# Any well known, or good hamlet productions out there? (something easy to find)



## Manok (Aug 29, 2011)

Our play in english 102 is going to be hamlet, I am quite aware of Tchaikovsky's tone poem/incidental music, but I was hoping to find an opera that would be fun to listen to, does anyone know of one that would be easy to find?


----------



## Cavaradossi (Aug 2, 2012)

Well I don't about fun, but the best known operatic version the one by Ambroise Thomas. It might not help for your English course, since the opera is in French.


----------



## mamascarlatti (Sep 23, 2009)

Cavaradossi said:


> Well I don't about fun, but the best known operatic version the one by Ambroise Thomas. It might not help for your English course, since the opera is in French.


I'll second that. As well as being in French the ending of the Thomas Hamlet is completely different

For a fun non operatic version I LOVE this:


----------



## ahammel (Oct 10, 2012)

Holy cats, I didn't know there was a DVD of the Scottish time-travelling _Hamlet_! I'll have to track that one down!


----------



## Manok (Aug 29, 2011)

This was for my own personal enjoyment rather than anything to do with the class thanks for the suggestion .


----------



## msegers (Oct 17, 2008)

Thomas's opera _Hamlet_ - there used to be a complete version with English subtitles on Youtube. Now, there is a complete version with German subs but with a great cast.

The best _Hamlet_ I know of in any format is the great 1964 Russian version (with English subs). There are excerpts on Youtube; you can find it on DVD relatively cheap on Amazon and on torrent sites. Innokenti Smoktunovsky, known as the greatest Russian actor of the 20th century plays Hamlet, and Shostakovich wrote the music.


----------

#### Data segment
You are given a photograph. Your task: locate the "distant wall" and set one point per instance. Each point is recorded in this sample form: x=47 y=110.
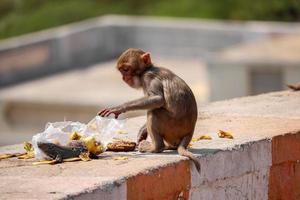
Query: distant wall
x=100 y=39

#### Tasks to complete
A – Answer these questions from the Hamlet thread, one line each:
(i) Whose tone poem and incidental music for Hamlet does Manok already know?
(ii) In what language is the Ambroise Thomas opera?
(iii) Who plays Hamlet in the 1964 Russian version?
B – Please decide whether each statement agrees with the Hamlet thread. Give yes or no and quote the words that settle it.
(i) Manok wanted the opera for the English 102 class.
(ii) Shostakovich wrote the music for the 1964 Russian version.
(iii) The Thomas Hamlet keeps the play's ending.

#### Task-by-task answers
A –
(i) Tchaikovsky's
(ii) French
(iii) Innokenti Smoktunovsky

B –
(i) No: "This was for my own personal enjoyment rather than anything to do with the class"
(ii) Yes: "and Shostakovich wrote the music"
(iii) No: "the ending of the Thomas Hamlet is completely different"